GIVEN DATA start
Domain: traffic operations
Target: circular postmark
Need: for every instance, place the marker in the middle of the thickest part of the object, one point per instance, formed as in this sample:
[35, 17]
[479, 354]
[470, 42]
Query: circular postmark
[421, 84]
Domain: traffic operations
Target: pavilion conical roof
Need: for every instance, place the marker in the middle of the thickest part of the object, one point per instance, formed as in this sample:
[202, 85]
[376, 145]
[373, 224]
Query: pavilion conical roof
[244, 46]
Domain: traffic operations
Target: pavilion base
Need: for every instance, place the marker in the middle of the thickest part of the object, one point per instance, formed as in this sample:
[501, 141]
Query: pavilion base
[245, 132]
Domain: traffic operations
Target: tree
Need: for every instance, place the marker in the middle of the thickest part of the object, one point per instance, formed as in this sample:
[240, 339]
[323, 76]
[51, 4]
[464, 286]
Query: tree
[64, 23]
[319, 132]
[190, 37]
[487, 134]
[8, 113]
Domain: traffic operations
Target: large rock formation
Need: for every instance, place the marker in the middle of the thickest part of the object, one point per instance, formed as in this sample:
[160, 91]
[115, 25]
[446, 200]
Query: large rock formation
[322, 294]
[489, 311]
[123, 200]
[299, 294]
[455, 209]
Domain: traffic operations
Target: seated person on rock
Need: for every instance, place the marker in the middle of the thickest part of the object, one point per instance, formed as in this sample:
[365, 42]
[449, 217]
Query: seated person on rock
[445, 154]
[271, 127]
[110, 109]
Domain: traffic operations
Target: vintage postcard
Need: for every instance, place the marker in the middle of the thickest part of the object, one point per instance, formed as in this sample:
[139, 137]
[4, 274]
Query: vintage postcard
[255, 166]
GIVEN DATA end
▸ AIM: Reproduce every line of the records above verbatim, from the first line to the last.

▸ RESULT:
Domain: traffic operations
Target: circular postmark
Need: for every instance, place the marker in the middle of the thickest part of the object, one point per instance, formed as in this sample:
[35, 17]
[479, 354]
[470, 42]
Query: circular postmark
[421, 84]
Domain: traffic operations
Target: pavilion conical roof
Need: for every instance, place the marker in the middle of the thickest part of the object, one point per instance, formed as in this sample:
[202, 85]
[376, 145]
[373, 224]
Query: pavilion conical roof
[244, 46]
Domain: traffic operations
Target: pavilion base
Need: for every instance, place the marker in the middle of the thickest part of the object, one point per instance, formed as in this sample:
[501, 141]
Query: pavilion base
[245, 132]
Domain: traffic operations
Target: tree
Need: for every instance, place the marker in the middle of the thickest part of the object, one point per instance, formed as in this sample:
[240, 339]
[323, 76]
[51, 4]
[464, 286]
Query: tree
[64, 23]
[319, 132]
[190, 37]
[487, 134]
[8, 113]
Domain: traffic operations
Target: large rock formation
Need: for every instance, place the marker in the middle of the thickest part of the object, one point per instance, formed as in this sample:
[160, 91]
[115, 25]
[446, 200]
Query: large rock formation
[322, 294]
[489, 311]
[123, 200]
[299, 294]
[455, 209]
Domain: traffic operations
Target: seated person on rock
Need: for every instance, place the marker in the middle of the thickest part of the object, one point per instance, formed as in this sample:
[365, 42]
[449, 217]
Query: seated person on rock
[445, 154]
[271, 127]
[110, 109]
Domain: traffic operations
Target: vintage postcard
Need: for every instance, place the marker in the middle of the thickest part of the object, one point per instance, formed as in this sample:
[139, 137]
[4, 274]
Query: vintage postcard
[255, 166]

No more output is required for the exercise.